### [Short problem]
Rewrite the listing from its start through the line containing "466,339,604,355", keeping the requests, leaving out the pictures, and multiplying every bounding-box coordinate in the answers by 1.5. Round each result to a whole number with halves rounded up, and leave the requests unchanged.

### [Entries on locating named things]

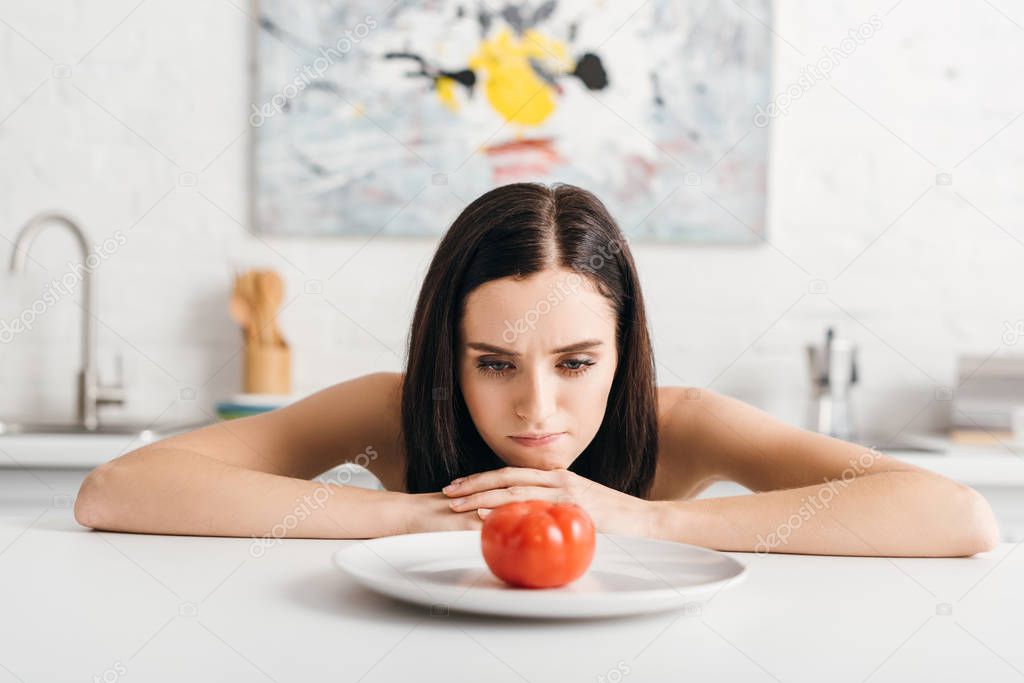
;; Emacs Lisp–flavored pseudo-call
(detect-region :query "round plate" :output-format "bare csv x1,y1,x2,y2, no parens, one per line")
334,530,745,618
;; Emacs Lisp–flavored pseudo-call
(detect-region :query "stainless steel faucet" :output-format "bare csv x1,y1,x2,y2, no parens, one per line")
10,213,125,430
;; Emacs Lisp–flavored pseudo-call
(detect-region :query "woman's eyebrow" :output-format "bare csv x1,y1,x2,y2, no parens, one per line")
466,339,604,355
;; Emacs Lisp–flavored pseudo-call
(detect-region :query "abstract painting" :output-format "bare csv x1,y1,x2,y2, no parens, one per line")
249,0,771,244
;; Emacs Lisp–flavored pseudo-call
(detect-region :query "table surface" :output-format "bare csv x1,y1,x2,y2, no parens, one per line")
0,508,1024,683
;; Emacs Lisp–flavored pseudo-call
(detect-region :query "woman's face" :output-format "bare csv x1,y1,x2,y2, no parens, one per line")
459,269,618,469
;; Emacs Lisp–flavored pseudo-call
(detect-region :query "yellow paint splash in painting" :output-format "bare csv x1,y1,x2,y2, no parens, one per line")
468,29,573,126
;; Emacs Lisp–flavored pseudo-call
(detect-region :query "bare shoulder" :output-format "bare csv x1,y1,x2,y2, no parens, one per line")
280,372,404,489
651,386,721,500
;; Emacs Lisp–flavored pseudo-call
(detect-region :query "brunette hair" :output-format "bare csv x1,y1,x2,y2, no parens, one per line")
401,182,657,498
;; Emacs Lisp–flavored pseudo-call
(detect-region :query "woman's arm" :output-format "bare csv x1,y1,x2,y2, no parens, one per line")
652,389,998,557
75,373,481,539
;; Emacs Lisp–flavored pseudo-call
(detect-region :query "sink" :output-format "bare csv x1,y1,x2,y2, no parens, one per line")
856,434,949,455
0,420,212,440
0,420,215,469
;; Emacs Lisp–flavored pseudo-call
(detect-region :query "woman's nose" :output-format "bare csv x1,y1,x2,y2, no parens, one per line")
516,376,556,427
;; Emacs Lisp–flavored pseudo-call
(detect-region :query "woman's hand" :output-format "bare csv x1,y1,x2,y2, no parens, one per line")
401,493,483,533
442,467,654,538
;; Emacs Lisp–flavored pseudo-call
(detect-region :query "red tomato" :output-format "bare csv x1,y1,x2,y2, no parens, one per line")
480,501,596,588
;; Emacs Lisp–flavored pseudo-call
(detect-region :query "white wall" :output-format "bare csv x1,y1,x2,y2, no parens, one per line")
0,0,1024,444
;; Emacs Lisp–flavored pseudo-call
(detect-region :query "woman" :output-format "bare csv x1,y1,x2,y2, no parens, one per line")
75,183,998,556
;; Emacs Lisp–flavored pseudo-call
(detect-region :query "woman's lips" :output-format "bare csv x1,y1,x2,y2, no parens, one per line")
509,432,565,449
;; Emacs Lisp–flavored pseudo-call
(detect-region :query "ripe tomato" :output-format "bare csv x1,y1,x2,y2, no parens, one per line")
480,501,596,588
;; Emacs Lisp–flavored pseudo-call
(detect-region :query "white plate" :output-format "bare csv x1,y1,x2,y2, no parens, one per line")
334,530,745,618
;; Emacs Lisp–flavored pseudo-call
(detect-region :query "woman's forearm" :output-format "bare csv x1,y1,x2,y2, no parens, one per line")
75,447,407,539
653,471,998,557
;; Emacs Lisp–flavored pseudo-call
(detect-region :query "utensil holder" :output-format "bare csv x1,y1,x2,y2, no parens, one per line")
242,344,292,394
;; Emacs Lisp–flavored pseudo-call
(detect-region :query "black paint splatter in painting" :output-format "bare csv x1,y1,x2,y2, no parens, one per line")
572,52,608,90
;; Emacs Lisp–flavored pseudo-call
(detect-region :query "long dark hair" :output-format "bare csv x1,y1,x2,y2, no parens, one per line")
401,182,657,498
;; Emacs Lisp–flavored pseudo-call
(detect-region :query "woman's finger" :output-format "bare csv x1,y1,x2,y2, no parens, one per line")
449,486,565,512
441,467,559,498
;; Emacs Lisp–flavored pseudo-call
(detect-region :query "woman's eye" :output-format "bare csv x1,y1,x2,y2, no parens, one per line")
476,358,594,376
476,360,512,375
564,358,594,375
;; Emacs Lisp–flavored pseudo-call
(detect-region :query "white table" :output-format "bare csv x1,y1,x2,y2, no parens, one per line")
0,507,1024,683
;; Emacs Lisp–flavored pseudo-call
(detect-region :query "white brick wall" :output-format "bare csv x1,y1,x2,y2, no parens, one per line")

### [Exercise solution]
;; Emacs Lisp–flavored pseudo-call
(detect-region :query "round plate" :output-format "bare csv x1,y1,x2,y2, no parens, one per line")
501,795,1118,927
;; Emacs Lisp–flavored pseudo-call
(detect-region :query "stainless steel faucet" :output-format "bare csv x1,y1,x2,y2, no parens, one per line")
15,320,188,645
;; Emacs Lisp–flavored pseudo-call
(detect-region :query "woman's eyebrow" :output-format "bare csv x1,y1,x2,y2, no parens, one per line")
699,509,906,533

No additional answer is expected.